*YOUR GOAL*
In the phase plan below, write out word for word the stretch that starts at "Phase 15: Worker" and stops after "removed from routing.".

*PASSAGE*

Phase 15: Worker Topology And Retrieval Contract

Goal: Make the queue topology and retrieval behavior match what the runtime docs claim and what operations can actually support.

Tasks:

  • Decide whether retrieve_context becomes a real task or is removed from routing.
  • Ship a supported worker-role topology, including scheduler execution for maintenance.
  • Validate and document the recommended broker path for production use.
  • Define the approved-memory and glossary retrieval strategy on PostgreSQL.
  • Add the indexing/reindexing workflow required by the chosen retrieval strategy.

Checks:

  • every routed queue corresponds to a real supported contract
  • the worker split and scheduler story can be run repeatedly without undocumented steps
  • retrieval behavior is explicit in code and docs

Tests to add:

  • split-worker and scheduler smoke tests
  • retrieval integration tests on the chosen database backend
  • indexing/reindexing idempotency tests

Exit criteria:

  • the runtime architecture no longer contains queue contracts or retrieval promises that are only partially implemented

Phase 16: Artifact Transfer And Delivery Hardening

Goal: Reduce web-tier bottlenecks for large files and tighten the correctness bar for final delivery artifacts.

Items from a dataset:
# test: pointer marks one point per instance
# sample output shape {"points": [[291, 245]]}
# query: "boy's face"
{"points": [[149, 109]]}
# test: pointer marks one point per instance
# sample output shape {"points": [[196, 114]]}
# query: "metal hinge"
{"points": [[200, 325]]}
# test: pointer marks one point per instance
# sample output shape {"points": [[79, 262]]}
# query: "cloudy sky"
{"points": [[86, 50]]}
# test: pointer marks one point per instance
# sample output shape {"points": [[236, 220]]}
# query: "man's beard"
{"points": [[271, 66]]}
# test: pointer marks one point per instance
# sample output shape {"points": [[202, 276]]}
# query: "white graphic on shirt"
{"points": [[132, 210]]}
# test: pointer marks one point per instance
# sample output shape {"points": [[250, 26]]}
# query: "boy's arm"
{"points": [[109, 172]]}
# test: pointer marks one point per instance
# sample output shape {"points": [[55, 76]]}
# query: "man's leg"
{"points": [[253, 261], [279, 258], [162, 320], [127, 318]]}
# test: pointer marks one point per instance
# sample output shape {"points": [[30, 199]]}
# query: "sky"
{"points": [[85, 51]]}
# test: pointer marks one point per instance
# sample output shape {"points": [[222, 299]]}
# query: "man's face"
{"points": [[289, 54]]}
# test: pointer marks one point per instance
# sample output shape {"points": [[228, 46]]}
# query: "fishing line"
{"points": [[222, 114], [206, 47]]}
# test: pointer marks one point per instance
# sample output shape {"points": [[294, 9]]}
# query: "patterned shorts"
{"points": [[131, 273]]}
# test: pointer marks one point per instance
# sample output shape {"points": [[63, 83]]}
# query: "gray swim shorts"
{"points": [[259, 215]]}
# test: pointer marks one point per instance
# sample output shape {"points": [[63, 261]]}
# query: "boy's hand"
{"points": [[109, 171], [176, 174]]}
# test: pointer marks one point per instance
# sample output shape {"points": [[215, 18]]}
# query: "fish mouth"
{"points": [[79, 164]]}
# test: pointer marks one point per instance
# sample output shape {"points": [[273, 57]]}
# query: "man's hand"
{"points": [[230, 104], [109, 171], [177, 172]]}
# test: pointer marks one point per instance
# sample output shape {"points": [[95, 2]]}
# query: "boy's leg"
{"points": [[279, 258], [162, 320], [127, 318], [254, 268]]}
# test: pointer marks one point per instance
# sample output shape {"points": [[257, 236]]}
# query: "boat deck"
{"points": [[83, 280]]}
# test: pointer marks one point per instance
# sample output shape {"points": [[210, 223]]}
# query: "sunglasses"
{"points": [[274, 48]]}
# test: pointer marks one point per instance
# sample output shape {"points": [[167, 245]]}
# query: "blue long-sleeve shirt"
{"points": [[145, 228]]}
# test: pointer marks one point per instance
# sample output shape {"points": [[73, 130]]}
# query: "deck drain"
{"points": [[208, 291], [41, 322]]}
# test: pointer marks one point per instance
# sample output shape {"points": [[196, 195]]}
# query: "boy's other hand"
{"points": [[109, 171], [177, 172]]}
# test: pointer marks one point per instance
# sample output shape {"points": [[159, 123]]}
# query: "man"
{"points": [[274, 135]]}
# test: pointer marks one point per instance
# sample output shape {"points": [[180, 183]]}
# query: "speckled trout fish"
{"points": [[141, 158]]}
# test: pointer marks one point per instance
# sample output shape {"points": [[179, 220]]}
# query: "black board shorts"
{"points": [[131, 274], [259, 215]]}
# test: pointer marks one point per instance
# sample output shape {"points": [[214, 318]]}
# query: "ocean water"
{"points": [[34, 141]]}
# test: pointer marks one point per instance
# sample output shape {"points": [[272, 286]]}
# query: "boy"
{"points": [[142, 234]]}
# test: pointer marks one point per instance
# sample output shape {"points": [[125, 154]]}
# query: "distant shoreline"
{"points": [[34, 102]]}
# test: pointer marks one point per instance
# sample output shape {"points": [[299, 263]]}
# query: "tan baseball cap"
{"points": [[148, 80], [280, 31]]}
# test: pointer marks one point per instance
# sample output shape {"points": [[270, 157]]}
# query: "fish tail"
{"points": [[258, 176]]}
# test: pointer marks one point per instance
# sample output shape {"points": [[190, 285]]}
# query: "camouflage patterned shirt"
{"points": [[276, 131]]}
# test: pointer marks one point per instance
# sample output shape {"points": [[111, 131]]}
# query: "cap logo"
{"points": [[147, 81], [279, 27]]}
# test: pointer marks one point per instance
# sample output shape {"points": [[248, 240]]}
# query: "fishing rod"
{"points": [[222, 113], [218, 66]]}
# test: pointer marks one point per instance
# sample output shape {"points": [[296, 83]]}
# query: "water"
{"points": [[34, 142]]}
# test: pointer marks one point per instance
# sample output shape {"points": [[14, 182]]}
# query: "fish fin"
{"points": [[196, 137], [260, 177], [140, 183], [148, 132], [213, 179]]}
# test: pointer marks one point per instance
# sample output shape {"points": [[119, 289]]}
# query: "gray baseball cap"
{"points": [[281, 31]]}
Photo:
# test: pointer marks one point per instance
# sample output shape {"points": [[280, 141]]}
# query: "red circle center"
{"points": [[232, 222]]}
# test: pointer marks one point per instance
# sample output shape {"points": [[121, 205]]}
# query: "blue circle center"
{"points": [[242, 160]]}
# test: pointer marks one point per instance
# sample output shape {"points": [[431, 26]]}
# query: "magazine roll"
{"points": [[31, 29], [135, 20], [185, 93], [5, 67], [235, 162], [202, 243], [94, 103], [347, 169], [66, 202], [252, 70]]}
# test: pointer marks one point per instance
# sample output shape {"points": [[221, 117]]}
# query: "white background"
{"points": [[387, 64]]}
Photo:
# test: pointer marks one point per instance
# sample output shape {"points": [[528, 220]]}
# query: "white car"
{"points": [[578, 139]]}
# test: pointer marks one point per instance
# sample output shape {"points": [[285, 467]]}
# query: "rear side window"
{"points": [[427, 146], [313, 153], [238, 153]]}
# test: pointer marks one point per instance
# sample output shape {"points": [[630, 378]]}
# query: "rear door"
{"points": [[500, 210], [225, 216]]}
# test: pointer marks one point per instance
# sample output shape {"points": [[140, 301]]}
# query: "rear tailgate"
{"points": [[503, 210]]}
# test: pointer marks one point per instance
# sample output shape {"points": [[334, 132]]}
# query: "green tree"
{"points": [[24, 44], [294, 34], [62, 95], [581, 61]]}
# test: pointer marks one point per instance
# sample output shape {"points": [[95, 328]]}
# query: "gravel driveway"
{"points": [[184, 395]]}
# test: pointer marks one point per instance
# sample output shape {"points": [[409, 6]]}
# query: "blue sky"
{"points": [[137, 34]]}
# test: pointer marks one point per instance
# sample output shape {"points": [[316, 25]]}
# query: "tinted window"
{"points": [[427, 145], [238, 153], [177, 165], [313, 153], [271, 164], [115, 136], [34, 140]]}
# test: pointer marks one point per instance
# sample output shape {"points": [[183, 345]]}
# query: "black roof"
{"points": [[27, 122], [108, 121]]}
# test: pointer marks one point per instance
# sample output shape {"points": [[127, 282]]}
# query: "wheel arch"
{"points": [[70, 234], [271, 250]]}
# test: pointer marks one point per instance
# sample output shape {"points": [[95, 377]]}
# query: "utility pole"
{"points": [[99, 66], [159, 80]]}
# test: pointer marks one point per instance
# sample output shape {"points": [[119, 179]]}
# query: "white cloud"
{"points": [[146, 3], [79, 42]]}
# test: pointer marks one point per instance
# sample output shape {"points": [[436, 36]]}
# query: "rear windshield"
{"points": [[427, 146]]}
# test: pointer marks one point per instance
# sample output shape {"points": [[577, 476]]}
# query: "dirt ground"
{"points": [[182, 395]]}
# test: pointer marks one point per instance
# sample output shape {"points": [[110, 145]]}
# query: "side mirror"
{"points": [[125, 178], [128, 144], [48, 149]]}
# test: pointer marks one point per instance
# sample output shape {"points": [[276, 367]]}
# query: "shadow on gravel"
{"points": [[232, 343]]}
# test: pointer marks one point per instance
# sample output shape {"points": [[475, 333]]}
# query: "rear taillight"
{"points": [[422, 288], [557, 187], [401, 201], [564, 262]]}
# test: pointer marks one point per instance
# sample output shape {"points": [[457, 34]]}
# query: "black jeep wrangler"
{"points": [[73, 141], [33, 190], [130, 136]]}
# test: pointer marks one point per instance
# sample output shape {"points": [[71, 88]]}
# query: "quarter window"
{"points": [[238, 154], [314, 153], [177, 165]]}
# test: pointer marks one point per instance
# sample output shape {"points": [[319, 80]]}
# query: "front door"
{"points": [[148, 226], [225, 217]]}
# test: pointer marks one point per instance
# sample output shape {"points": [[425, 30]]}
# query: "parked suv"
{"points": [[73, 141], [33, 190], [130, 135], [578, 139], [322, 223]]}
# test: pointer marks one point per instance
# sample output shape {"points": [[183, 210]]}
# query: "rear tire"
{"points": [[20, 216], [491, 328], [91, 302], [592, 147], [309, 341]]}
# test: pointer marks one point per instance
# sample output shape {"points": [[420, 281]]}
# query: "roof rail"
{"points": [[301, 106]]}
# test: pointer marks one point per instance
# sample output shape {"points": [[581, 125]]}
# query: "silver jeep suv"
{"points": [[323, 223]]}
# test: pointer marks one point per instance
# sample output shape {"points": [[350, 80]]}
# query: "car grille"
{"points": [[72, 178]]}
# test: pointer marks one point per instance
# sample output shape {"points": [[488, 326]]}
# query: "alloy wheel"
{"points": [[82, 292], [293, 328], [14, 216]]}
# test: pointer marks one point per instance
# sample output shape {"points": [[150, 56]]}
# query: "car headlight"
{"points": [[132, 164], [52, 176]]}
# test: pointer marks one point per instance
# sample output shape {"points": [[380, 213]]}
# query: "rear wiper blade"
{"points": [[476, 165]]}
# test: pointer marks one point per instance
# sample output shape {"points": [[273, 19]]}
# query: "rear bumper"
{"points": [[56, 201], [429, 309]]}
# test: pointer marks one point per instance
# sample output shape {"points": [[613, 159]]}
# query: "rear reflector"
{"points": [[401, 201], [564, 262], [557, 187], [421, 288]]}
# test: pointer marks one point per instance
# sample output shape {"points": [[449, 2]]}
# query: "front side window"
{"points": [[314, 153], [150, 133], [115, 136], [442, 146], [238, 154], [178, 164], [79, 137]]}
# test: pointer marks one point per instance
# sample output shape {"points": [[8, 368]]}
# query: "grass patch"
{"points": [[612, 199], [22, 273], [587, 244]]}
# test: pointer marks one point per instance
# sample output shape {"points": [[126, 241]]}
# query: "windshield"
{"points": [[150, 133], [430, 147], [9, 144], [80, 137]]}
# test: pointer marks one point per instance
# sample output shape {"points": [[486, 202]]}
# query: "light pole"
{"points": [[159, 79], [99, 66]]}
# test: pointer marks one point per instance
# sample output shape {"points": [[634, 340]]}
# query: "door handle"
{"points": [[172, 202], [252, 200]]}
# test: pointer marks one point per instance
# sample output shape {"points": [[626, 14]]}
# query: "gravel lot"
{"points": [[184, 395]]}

*RESPONSE*
Phase 15: Worker Topology And Retrieval Contract

Goal: Make the queue topology and retrieval behavior match what the runtime docs claim and what operations can actually support.

Tasks:

  • Decide whether retrieve_context becomes a real task or is removed from routing.